Excerpted records.

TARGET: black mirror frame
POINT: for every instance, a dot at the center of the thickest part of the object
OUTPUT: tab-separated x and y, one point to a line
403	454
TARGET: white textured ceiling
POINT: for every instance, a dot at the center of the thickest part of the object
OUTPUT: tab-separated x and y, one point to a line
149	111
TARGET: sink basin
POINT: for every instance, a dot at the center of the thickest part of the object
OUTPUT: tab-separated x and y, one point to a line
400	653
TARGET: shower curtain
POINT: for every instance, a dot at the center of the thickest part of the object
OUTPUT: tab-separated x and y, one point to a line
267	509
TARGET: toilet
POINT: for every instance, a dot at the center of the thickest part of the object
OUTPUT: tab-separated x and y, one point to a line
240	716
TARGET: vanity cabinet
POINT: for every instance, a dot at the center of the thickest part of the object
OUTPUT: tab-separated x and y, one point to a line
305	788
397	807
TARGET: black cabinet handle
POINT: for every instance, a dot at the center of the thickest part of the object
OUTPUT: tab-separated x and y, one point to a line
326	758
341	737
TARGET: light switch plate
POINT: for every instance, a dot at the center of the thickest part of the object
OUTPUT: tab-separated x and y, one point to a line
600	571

Given request. Rewrite all of the data above, replacing "thickest part" with "widest part" everywhere it occurs and leaving every other line unchanged.

Exercise response.
TARGET: black mirror frame
POINT: for every instance, a dot at the center of the widest part of the object
OUTPUT: tab-separated x and y, one point to a line
403	454
TARGET: white textured ceiling
POINT: for every instance, a dot at the center of the widest part of the object
OUTPUT: tab-separated x and y, one point to a line
149	111
TARGET: sink basin
POINT: for every instance, a dot at the center of the widest part of the object
OUTPUT: tab-separated x and y, one point to a line
400	653
TARGET: shower curtain
POINT: for every instance, a dot at the center of the widest part of the object
OUTPUT: tab-separated x and y, one point to a line
267	509
TARGET: toilet
POINT: for every instance, a dot at the center of the widest part of the object
OUTPUT: tab-separated x and y, one point to a line
240	716
TARGET: vanity cabinet
POINT: for every instance, a dot at the center of the widest part of the object
OUTPUT: tab-separated x and y, one point to a line
305	788
397	807
TARGET: black cabinet handle
POINT: for every instance, a dot at the center of the widest part of the object
OUTPUT: tab-separated x and y, one point to a line
326	758
341	737
TARGET: light switch plate
POINT: for every instance, a dot at the center of the widest part of the object
OUTPUT: tab-separated x and y, one point to a line
600	571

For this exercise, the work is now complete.